▶ _Work to complete_
Shift every point in the rows below by adding 100 to each of its coordinates, and write the rows out again with their requests, beginning at the row that contains "Return a point for each instance of the dark" and stopping after the last row. Leave the pictures out.

....................

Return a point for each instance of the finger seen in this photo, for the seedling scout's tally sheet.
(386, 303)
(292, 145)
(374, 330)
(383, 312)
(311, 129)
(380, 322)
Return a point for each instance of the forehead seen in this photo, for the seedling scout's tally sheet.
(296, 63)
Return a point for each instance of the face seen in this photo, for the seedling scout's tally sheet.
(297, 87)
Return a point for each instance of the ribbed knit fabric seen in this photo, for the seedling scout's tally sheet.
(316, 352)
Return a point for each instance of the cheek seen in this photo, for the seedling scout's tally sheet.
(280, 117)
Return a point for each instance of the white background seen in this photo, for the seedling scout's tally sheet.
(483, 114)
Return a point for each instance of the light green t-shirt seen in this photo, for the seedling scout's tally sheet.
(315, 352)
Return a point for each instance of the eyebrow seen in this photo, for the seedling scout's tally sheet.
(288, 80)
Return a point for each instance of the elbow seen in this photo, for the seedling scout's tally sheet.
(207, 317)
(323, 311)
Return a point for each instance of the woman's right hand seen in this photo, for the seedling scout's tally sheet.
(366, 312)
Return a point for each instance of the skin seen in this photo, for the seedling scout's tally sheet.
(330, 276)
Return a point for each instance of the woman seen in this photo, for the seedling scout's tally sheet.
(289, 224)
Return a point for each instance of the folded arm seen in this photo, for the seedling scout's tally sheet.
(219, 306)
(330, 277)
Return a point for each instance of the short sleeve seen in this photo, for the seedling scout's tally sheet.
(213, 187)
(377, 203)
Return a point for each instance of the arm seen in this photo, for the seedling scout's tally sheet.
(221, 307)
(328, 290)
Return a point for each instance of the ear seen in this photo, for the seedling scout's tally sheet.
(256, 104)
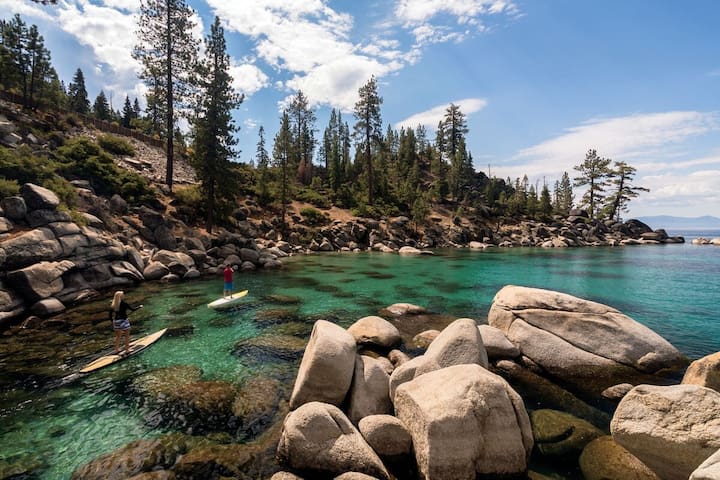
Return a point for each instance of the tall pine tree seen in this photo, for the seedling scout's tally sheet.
(77, 94)
(168, 53)
(281, 156)
(368, 129)
(621, 177)
(593, 173)
(101, 107)
(262, 159)
(214, 143)
(302, 127)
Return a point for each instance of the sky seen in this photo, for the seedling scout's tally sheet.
(540, 81)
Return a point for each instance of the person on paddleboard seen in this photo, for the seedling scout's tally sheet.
(119, 316)
(227, 290)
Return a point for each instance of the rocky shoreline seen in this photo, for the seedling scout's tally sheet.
(51, 260)
(465, 407)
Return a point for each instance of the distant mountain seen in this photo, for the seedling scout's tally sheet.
(682, 223)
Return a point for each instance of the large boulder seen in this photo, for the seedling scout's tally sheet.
(459, 343)
(709, 469)
(496, 343)
(319, 437)
(41, 280)
(604, 459)
(465, 421)
(369, 393)
(386, 435)
(671, 429)
(374, 330)
(14, 208)
(327, 366)
(704, 372)
(561, 434)
(572, 338)
(39, 198)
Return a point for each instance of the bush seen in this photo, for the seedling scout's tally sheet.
(115, 145)
(82, 158)
(312, 197)
(189, 196)
(313, 217)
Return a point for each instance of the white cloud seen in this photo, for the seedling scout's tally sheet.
(430, 20)
(248, 79)
(634, 138)
(657, 144)
(25, 9)
(310, 40)
(674, 193)
(430, 118)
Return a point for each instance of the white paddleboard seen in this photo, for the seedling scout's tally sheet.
(227, 302)
(136, 347)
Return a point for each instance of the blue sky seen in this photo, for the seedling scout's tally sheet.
(541, 82)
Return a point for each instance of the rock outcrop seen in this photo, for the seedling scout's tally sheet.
(459, 343)
(465, 422)
(670, 429)
(704, 372)
(327, 367)
(319, 437)
(578, 340)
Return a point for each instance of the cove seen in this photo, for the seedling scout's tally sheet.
(50, 428)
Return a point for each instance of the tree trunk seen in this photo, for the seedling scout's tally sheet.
(170, 153)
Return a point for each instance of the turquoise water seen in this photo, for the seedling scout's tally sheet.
(673, 289)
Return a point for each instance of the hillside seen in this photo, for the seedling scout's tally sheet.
(668, 222)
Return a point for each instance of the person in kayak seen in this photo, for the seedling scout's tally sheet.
(119, 316)
(227, 289)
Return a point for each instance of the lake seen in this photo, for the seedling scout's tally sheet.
(673, 289)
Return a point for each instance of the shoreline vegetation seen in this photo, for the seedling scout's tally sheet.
(83, 212)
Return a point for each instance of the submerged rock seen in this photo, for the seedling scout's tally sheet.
(561, 434)
(604, 459)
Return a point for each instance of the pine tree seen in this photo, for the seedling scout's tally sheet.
(101, 107)
(621, 177)
(281, 156)
(564, 195)
(213, 126)
(39, 65)
(128, 114)
(451, 144)
(593, 173)
(545, 208)
(368, 129)
(168, 53)
(77, 94)
(262, 159)
(302, 127)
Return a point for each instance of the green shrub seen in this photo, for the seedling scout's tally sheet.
(8, 188)
(312, 197)
(84, 159)
(313, 217)
(115, 145)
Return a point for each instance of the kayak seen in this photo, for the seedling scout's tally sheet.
(227, 302)
(136, 347)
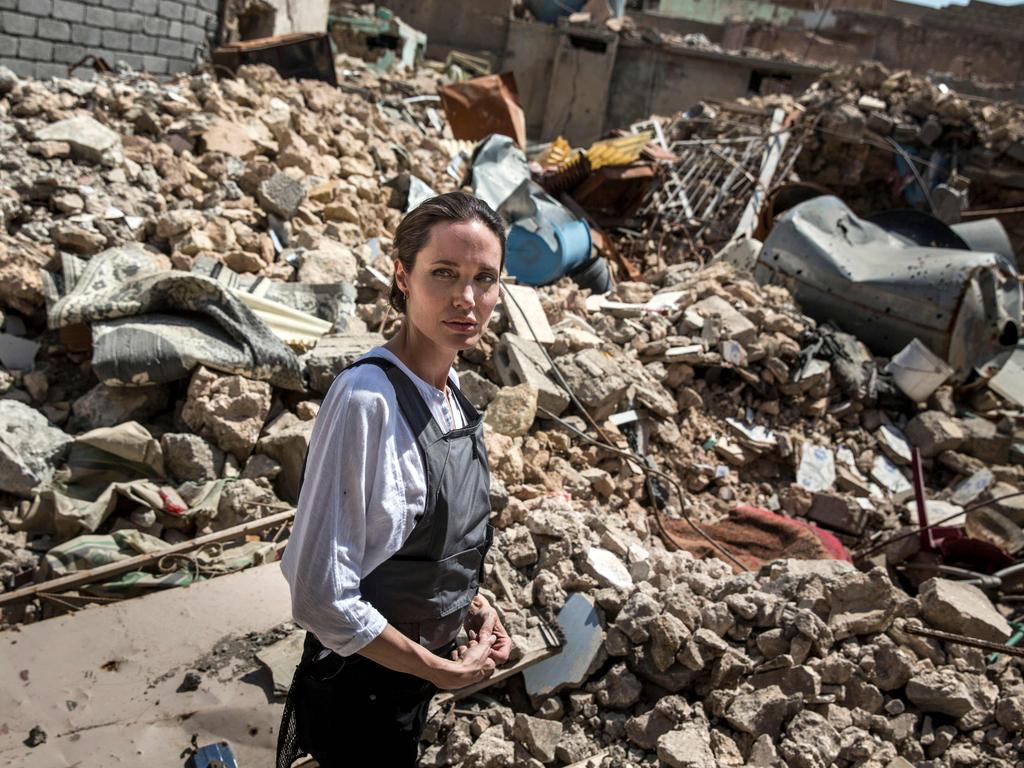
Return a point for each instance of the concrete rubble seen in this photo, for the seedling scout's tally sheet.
(680, 656)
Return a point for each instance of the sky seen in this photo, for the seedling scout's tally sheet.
(941, 3)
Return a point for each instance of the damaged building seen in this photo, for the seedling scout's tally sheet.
(753, 394)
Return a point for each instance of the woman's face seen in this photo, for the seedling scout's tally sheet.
(453, 287)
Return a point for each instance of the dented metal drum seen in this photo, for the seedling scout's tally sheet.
(964, 305)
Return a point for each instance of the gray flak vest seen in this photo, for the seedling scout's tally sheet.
(424, 590)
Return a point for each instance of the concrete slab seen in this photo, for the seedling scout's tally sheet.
(101, 683)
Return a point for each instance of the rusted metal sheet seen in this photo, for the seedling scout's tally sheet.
(298, 54)
(964, 305)
(477, 108)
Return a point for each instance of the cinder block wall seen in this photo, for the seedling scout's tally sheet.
(41, 38)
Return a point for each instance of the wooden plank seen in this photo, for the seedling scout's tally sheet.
(73, 581)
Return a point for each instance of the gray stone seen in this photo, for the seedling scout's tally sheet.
(538, 735)
(89, 139)
(933, 431)
(607, 568)
(333, 353)
(644, 729)
(478, 391)
(810, 741)
(260, 465)
(280, 195)
(688, 747)
(620, 689)
(838, 513)
(7, 80)
(668, 635)
(330, 262)
(599, 380)
(853, 602)
(802, 680)
(105, 407)
(760, 712)
(984, 441)
(288, 446)
(734, 325)
(30, 448)
(228, 410)
(522, 360)
(950, 692)
(241, 501)
(1010, 713)
(492, 750)
(963, 608)
(512, 411)
(188, 457)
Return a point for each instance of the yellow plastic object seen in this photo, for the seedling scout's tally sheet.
(556, 155)
(622, 151)
(295, 328)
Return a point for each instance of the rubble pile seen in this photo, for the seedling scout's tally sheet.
(186, 266)
(974, 147)
(127, 207)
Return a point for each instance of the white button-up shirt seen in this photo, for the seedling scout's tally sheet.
(364, 488)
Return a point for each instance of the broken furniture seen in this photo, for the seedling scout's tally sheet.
(297, 54)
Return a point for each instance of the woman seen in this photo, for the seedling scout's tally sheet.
(391, 528)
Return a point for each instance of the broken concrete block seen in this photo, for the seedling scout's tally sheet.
(228, 410)
(288, 446)
(188, 457)
(521, 360)
(810, 741)
(892, 441)
(538, 735)
(478, 390)
(933, 431)
(599, 379)
(329, 263)
(107, 407)
(584, 639)
(733, 325)
(1010, 713)
(89, 139)
(512, 411)
(984, 441)
(525, 314)
(333, 353)
(281, 195)
(491, 750)
(761, 711)
(950, 692)
(687, 747)
(30, 448)
(518, 546)
(838, 513)
(607, 568)
(962, 608)
(870, 103)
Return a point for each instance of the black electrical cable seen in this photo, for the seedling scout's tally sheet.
(643, 462)
(977, 505)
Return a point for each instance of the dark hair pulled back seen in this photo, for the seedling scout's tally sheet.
(414, 230)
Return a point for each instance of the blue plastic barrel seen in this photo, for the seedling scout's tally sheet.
(530, 260)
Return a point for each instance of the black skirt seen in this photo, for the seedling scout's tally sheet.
(340, 707)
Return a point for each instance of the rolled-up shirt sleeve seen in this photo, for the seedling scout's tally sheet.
(353, 488)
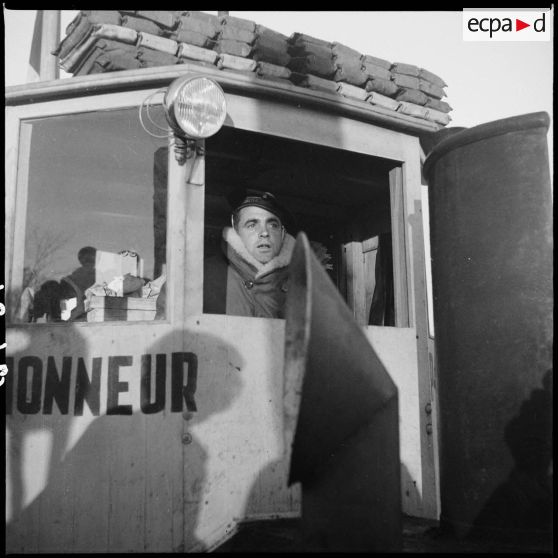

....................

▶ _Exercise answer_
Return a point for each instance of the dark hair pulled back seen in this photo, for the seedling scout's tally sheet.
(514, 330)
Return a point for each instance of the blue plastic barrel seen in this photo, for the seedling scout's tally sheet.
(630, 360)
Return a point for each instance of the black skirt seen in this photo, for the seedling scout's tally sheet.
(440, 807)
Return a point for each instance of the rolled-up shirt sleeve seen in this photo, for the seedling scout's tally sheet.
(453, 588)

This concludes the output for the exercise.